- [Problem statement]: Rewrite the items below, replacing "vertex pairs" with "coordinate pairs" at each occurrence and keeping everything else unchanged. Omit the pictures.

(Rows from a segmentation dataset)

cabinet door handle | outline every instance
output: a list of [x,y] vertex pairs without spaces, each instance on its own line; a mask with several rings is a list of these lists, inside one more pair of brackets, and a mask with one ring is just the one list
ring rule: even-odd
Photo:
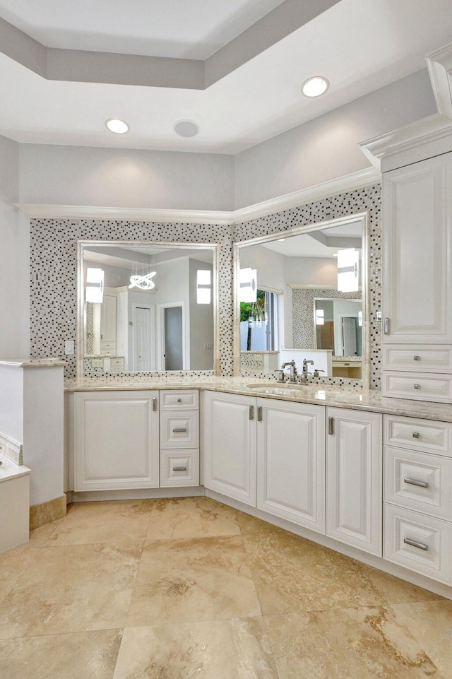
[[424,544],[423,542],[417,542],[416,540],[411,540],[410,538],[404,538],[403,542],[405,545],[410,545],[412,547],[417,547],[422,549],[424,552],[429,551],[429,545]]
[[410,485],[418,485],[420,488],[428,488],[429,487],[427,481],[418,481],[417,478],[410,478],[409,476],[405,476],[403,481],[405,483],[409,483]]

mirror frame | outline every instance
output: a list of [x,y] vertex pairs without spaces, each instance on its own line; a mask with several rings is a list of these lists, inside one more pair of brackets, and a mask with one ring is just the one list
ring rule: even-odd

- [The response]:
cabinet door handle | outline every instance
output: a list of [x,y] coordinate pairs without spaces, each instance on its own line; a mask with several rings is a list of these lists, inside one more pair of brackets, and a mask with one ring is just the one list
ring rule: even-odd
Photo:
[[424,544],[423,542],[417,542],[416,540],[411,540],[410,538],[404,538],[403,542],[405,545],[410,545],[412,547],[417,547],[422,549],[424,552],[429,551],[429,545]]
[[410,485],[418,485],[420,488],[428,488],[429,487],[427,481],[418,481],[417,478],[410,478],[409,476],[405,476],[403,481],[405,483],[409,483]]

mirror frame | outline every instance
output: a list of [x,y] coordinate pairs without spaces, each instance on its own line; a mask with several rings is a list of these lists, inside one more pair of brackets, and a mask with one ring is just the one list
ring rule: even-odd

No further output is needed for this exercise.